[Extracted data entries]

-----

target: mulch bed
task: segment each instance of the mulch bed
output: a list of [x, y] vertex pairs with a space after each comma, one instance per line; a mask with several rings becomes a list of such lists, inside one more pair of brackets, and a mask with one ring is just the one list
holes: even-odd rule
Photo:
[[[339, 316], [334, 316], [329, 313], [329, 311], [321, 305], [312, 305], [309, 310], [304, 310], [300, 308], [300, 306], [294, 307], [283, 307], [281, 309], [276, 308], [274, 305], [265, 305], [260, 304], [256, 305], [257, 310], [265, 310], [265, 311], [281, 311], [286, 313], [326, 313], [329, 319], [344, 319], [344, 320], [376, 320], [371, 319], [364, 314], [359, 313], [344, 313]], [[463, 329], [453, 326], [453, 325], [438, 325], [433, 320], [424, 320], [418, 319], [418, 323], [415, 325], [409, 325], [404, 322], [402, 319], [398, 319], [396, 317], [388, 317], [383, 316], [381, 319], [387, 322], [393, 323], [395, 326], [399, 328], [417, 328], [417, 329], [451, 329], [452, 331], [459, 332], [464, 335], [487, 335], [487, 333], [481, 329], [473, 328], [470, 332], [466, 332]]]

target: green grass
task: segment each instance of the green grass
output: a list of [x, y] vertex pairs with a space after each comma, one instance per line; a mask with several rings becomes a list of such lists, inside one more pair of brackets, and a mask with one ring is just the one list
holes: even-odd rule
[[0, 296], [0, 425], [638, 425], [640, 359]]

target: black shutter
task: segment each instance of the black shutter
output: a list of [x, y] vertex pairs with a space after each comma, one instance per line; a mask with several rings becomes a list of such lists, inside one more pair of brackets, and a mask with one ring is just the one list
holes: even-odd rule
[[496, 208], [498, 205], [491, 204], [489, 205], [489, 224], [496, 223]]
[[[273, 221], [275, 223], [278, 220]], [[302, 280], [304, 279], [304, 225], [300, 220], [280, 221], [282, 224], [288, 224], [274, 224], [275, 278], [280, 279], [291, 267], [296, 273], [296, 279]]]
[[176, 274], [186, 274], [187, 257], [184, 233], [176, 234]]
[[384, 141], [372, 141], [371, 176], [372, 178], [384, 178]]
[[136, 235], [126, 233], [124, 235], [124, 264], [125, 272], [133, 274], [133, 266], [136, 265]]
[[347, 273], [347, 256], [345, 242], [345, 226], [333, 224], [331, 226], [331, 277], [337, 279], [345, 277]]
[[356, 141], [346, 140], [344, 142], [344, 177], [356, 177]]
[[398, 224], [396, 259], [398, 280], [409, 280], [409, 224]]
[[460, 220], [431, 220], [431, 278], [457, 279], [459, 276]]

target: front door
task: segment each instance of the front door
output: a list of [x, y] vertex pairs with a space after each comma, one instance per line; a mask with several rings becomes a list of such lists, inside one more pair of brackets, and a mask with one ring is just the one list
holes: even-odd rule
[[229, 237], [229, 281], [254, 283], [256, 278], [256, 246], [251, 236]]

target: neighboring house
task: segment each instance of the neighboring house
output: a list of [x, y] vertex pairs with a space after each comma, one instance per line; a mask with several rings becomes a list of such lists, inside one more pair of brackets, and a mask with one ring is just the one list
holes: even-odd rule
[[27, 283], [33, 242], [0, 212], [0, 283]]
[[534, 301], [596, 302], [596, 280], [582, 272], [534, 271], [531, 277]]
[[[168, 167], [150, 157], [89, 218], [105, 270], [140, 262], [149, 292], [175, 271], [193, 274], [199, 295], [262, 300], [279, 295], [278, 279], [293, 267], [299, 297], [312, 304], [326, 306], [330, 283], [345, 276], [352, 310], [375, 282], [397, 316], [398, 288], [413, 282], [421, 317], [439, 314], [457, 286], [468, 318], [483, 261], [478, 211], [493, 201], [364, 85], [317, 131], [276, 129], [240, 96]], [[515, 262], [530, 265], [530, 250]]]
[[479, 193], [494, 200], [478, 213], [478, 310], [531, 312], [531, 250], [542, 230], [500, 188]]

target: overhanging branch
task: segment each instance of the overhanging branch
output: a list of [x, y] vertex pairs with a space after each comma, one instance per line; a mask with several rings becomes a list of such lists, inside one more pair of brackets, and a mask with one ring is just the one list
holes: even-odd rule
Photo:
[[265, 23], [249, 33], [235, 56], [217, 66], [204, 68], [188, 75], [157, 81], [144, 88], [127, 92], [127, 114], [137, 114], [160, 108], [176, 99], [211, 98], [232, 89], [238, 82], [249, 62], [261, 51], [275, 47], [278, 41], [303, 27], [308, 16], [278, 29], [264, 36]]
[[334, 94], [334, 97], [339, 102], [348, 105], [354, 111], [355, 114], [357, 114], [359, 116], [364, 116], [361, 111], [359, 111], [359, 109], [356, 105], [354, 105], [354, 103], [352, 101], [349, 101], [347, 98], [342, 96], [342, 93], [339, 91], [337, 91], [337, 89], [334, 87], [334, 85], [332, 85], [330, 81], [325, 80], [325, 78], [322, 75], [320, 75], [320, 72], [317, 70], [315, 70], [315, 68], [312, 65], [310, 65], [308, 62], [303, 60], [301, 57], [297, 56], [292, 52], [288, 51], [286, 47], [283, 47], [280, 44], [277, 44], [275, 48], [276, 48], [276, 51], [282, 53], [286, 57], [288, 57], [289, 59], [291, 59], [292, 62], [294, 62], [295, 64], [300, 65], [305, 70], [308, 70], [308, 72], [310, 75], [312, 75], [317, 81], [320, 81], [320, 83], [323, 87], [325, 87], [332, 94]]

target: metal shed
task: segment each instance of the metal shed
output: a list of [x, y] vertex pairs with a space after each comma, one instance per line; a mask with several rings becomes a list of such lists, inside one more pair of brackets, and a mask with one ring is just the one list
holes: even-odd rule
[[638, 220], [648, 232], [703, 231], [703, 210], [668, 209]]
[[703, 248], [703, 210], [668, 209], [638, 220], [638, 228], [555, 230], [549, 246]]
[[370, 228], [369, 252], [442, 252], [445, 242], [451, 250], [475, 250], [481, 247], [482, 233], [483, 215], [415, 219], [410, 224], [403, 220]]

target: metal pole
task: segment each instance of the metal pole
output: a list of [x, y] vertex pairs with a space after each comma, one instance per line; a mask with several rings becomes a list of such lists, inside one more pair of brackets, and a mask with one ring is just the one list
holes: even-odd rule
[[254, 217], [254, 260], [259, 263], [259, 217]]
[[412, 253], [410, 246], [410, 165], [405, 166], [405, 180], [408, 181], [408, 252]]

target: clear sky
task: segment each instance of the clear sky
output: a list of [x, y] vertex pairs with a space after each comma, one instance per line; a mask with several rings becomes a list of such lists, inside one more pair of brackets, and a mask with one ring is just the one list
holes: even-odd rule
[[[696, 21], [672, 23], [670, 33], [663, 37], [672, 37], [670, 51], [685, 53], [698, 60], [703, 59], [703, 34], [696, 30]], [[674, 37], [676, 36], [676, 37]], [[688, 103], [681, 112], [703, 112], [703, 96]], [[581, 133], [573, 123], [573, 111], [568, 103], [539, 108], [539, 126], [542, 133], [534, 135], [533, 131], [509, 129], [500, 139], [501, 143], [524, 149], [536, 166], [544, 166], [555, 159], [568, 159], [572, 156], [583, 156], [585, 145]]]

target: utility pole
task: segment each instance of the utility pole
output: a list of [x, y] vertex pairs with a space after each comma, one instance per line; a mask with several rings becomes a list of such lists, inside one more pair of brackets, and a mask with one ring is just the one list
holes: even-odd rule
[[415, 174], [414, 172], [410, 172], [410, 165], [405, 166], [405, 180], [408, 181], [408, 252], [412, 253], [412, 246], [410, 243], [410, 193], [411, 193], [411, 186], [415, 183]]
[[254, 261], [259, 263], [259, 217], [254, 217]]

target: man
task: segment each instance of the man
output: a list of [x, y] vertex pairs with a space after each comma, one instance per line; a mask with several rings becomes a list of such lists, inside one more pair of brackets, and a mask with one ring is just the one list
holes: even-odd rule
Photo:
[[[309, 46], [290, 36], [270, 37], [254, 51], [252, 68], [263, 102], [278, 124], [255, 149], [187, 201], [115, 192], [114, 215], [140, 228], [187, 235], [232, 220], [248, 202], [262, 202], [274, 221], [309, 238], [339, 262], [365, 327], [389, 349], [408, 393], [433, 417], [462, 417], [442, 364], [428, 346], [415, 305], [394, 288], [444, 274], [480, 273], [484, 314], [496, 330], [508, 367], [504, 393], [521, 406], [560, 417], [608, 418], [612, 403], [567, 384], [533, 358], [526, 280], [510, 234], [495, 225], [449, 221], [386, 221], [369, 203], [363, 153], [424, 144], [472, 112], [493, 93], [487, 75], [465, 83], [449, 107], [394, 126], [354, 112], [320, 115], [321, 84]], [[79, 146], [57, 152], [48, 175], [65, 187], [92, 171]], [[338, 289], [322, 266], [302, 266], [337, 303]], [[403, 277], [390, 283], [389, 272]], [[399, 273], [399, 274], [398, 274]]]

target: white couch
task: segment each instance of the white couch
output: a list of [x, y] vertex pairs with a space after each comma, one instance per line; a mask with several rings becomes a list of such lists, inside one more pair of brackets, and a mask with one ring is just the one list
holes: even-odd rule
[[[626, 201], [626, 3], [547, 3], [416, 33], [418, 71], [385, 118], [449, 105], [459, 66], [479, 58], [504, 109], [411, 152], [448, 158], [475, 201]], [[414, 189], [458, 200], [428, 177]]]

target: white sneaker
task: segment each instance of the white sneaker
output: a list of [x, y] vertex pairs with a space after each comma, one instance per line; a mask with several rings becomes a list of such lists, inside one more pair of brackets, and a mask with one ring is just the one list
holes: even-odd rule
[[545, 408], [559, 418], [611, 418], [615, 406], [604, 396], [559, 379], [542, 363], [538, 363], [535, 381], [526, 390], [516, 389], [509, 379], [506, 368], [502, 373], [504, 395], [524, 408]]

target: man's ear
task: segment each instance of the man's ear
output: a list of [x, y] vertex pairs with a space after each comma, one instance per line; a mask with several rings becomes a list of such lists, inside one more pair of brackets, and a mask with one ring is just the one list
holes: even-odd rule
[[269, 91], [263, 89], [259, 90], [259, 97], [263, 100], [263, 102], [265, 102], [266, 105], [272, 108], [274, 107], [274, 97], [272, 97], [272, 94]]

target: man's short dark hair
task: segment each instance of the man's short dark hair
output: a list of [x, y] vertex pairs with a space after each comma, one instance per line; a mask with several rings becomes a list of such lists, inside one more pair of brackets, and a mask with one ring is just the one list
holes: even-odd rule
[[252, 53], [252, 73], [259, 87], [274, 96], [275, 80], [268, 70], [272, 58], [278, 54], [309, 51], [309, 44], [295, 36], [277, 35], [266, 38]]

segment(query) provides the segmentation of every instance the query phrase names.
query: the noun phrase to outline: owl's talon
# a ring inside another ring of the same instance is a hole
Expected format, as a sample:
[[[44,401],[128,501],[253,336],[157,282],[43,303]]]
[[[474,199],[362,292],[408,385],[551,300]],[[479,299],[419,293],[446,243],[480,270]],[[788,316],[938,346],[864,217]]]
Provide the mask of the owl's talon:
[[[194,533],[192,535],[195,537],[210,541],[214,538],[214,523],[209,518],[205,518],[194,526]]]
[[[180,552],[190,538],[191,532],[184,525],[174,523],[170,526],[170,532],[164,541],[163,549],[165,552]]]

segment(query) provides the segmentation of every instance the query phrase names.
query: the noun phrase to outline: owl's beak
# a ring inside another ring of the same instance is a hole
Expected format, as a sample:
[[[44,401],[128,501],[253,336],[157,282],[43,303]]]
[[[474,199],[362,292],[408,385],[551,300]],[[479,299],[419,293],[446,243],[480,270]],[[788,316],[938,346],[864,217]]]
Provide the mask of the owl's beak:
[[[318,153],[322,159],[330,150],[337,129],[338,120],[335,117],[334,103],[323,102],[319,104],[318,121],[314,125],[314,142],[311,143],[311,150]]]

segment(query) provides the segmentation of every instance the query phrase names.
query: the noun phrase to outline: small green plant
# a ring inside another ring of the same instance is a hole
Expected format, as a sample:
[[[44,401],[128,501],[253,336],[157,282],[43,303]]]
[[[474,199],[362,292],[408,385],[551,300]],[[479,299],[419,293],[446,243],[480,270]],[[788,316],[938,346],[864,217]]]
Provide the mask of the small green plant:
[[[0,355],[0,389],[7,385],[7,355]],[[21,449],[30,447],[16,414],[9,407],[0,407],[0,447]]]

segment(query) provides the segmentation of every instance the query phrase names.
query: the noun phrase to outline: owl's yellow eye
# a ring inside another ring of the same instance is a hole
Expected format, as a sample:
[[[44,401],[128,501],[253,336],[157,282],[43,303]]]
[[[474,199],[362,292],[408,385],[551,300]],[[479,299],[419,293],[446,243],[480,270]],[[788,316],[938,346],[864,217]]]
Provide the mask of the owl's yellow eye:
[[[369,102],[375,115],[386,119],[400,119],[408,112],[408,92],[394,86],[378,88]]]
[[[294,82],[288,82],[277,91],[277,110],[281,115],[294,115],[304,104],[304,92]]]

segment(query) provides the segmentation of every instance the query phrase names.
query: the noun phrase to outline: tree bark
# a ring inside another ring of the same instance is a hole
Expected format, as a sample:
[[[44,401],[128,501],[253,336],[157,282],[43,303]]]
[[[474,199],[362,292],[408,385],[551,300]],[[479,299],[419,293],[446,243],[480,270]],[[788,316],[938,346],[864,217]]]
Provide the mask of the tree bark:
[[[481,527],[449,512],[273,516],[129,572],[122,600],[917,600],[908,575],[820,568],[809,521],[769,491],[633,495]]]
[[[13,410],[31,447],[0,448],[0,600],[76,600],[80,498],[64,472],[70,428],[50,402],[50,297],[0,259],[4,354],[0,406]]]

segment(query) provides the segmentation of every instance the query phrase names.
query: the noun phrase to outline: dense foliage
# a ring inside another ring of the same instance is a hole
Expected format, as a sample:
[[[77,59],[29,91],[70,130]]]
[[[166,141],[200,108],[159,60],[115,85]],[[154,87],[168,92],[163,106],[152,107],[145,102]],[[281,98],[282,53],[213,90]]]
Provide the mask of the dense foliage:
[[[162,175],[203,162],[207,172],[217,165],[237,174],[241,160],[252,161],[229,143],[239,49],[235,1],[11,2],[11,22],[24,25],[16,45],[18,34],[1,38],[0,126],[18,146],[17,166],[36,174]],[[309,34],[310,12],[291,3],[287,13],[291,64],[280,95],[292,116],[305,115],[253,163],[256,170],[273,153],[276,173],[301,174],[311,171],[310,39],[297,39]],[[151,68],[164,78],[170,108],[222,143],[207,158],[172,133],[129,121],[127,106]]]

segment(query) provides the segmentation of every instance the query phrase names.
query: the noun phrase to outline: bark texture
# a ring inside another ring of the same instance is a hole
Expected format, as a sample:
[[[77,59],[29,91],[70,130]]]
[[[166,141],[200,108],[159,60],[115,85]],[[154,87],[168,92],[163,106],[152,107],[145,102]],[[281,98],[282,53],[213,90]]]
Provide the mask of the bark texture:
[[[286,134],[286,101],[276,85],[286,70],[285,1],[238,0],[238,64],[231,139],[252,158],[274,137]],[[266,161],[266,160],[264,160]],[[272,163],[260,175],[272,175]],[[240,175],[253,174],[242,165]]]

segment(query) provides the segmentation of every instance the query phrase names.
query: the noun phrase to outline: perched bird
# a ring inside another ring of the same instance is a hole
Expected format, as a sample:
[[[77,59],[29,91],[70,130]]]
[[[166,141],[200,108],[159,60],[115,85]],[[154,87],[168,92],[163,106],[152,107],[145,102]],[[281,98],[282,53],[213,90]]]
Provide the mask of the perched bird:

-----

PROBLEM:
Locate every line in the records above that contains the string "couch" and copy each one out. Case counts.

SOLUTION:
target: white couch
task: segment each instance of the white couch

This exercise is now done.